Zadanie do wykonania |
Powiel wszystkie poniższe wiersze znak po znaku, bez jakichkolwiek zmian.

Wypisane wiersze |
---

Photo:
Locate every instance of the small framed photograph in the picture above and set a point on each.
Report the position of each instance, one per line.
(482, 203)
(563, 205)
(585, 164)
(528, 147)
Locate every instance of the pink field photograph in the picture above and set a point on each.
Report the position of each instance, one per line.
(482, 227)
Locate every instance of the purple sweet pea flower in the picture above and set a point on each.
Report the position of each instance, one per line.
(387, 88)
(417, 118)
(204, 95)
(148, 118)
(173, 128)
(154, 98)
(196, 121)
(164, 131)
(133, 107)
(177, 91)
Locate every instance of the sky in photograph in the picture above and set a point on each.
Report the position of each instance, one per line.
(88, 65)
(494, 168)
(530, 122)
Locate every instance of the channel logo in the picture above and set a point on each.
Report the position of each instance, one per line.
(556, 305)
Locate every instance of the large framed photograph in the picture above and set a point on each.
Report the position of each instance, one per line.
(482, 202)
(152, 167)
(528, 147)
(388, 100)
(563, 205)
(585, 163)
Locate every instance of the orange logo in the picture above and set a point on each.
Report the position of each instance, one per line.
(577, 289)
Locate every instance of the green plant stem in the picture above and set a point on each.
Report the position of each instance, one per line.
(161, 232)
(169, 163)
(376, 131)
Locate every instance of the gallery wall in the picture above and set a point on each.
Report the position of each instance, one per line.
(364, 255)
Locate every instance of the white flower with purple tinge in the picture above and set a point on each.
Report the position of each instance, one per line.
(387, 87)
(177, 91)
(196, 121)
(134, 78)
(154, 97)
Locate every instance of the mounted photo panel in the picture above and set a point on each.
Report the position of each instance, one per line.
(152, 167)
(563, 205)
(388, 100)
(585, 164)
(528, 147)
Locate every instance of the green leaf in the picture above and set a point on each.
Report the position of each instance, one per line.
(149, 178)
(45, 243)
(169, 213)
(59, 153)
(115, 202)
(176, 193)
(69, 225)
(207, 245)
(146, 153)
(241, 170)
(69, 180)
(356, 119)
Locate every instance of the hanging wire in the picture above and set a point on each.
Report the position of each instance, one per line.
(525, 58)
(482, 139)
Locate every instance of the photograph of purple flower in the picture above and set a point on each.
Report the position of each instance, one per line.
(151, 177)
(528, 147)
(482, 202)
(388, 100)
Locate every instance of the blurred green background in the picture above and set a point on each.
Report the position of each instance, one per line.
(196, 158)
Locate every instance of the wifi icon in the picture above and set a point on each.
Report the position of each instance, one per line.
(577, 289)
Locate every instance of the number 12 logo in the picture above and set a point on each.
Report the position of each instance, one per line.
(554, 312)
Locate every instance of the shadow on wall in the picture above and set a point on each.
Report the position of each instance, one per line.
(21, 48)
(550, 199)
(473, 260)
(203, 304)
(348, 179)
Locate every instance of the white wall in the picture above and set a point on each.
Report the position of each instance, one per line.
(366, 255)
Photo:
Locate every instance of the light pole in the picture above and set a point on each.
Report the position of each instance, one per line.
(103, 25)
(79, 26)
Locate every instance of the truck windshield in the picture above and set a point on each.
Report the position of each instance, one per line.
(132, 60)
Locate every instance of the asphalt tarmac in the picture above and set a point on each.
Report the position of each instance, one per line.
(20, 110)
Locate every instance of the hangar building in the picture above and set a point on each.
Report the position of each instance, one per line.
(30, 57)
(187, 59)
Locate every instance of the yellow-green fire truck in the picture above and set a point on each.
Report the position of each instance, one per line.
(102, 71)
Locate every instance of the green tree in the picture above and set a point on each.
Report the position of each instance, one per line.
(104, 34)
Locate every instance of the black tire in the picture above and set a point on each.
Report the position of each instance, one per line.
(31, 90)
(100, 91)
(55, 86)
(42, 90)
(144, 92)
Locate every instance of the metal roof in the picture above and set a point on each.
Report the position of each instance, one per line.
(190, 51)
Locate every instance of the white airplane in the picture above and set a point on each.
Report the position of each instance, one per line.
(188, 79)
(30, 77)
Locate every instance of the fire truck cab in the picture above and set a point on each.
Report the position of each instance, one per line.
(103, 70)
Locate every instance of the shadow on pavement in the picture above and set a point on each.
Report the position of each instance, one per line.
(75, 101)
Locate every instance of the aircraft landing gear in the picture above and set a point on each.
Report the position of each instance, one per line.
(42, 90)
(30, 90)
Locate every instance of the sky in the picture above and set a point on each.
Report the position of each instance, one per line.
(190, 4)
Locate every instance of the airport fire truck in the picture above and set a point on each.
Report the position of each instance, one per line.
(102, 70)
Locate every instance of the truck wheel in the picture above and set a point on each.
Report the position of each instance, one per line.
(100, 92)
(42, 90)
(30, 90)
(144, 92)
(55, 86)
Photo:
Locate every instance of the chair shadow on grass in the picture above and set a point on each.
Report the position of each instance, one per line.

---

Rozwiązanie zadania |
Photo:
Locate every instance of the small framed photograph in the picture above and set a point on each.
Report the position of each instance, one per line.
(482, 203)
(563, 205)
(585, 164)
(528, 147)
Locate every instance of the pink field photograph in the picture above and set a point on each.
Report the position of each instance, one per line.
(482, 227)
Locate every instance of the purple sweet pea flower in the picture above and set a point on each.
Report the position of each instance, one per line.
(387, 88)
(417, 118)
(204, 95)
(148, 118)
(173, 128)
(154, 98)
(196, 121)
(164, 131)
(133, 107)
(177, 91)
Locate every instance of the sky in photograph in the picture above and set a point on each.
Report the position of each instance, one per line.
(88, 65)
(494, 168)
(530, 122)
Locate every instance of the channel logo in the picture above and set a point on each.
Report the position of each instance, one per line.
(556, 305)
Locate every instance of the large framed photograph in the picture above and set a point on each.
Report the position of each instance, one per line.
(482, 202)
(152, 167)
(528, 147)
(388, 100)
(563, 205)
(585, 163)
Locate every instance of the orange logo in the picture above and set a point on each.
Report the position of each instance, one per line.
(577, 289)
Locate every instance of the green plant stem in the picture above and set a point on each.
Report the position of each instance, one per line.
(161, 232)
(169, 163)
(376, 131)
Locate every instance of the gallery wall in the picture above and set a point on each.
Report the position of each instance, one per line.
(364, 255)
Locate every instance of the white flower with purple tinge in the picture above and set a point on each.
Report the position of each instance, one per line.
(387, 87)
(177, 91)
(196, 121)
(134, 78)
(154, 97)
Locate every instance of the mounted photo panel in the picture above and set a point on each.
Report the position of each instance, one per line.
(152, 167)
(563, 205)
(388, 100)
(585, 164)
(528, 147)
Locate every instance of the green leaf in the picture above and set a point on each.
Report the position of each instance, one per line.
(149, 178)
(45, 243)
(169, 213)
(59, 153)
(115, 202)
(176, 193)
(69, 225)
(207, 245)
(146, 153)
(241, 170)
(69, 180)
(356, 119)
Locate every instance of the hanging wire in the picture above and set a point on each.
Report the position of each instance, one per line.
(525, 58)
(482, 139)
Locate every instance of the photograph of purple flower in the picture above and set a point on each.
Report the position of each instance, one per line.
(151, 177)
(528, 147)
(482, 202)
(388, 100)
Locate every instance of the blurred green background in the picture above and set a point on each.
Report the position of each instance, one per line.
(196, 158)
Locate every instance of the wifi icon in the picture above and set a point on each.
Report the position of each instance, one per line.
(577, 289)
Locate every instance of the number 12 logo in the picture above and set a point on each.
Report the position of each instance, one per line.
(554, 312)
Locate every instance of the shadow on wall in the picture above and set a point on each.
Report the position of each instance, one per line.
(21, 48)
(550, 199)
(473, 260)
(203, 304)
(348, 179)
Locate every instance of the white wall in the picture above and set a point on each.
Report the position of each instance, one per line.
(366, 255)
Photo:
Locate every instance of the light pole in the picture above and set a point on each.
Report the position of each instance, one per line.
(103, 25)
(79, 26)
Locate every instance of the truck windshield in the picture above and set a point on each.
Report the position of each instance, one per line.
(132, 60)
Locate every instance of the asphalt tarmac in the picture above and set a point on each.
Report the position of each instance, one per line.
(20, 110)
Locate every instance of the hangar building in the picture above and set a point on each.
Report the position of each instance, one per line.
(30, 57)
(187, 59)
Locate every instance of the yellow-green fire truck in the picture above and set a point on each.
Report the position of each instance, one per line.
(102, 71)
Locate every instance of the green tree in the picture above and set a point on each.
Report the position of each instance, one per line.
(104, 34)
Locate every instance of the black tire in the picture above and set a point on each.
Report the position of each instance, one per line.
(31, 90)
(100, 91)
(55, 86)
(42, 90)
(144, 92)
Locate every instance of the metal roof in the picture above and set a point on each.
Report the position of each instance, one per line.
(190, 51)
Locate every instance of the white airplane in the picture above and set a point on each.
Report the position of each instance, one per line.
(188, 79)
(30, 77)
Locate every instance of the fire truck cab in the picture above and set a point on each.
Report the position of each instance, one per line.
(103, 70)
Locate every instance of the shadow on pavement in the picture above and set a point on each.
Report the position of each instance, one per line.
(75, 101)
Locate every instance of the aircraft landing gear in the picture above and set a point on each.
Report the position of each instance, one per line.
(42, 90)
(30, 90)
Locate every instance of the sky in the picture above and set a point on each.
Report the position of each instance, one per line.
(190, 4)
Locate every instance of the airport fire truck in the picture above and set a point on each.
Report the position of each instance, one per line.
(102, 70)
Locate every instance of the truck wheel in the picture above and set a point on each.
Report the position of each instance, one per line.
(100, 92)
(42, 90)
(30, 90)
(144, 92)
(55, 86)
Photo:
Locate every instance of the chair shadow on grass in the picture above and set a point on each.
Report the position of each instance, one per line.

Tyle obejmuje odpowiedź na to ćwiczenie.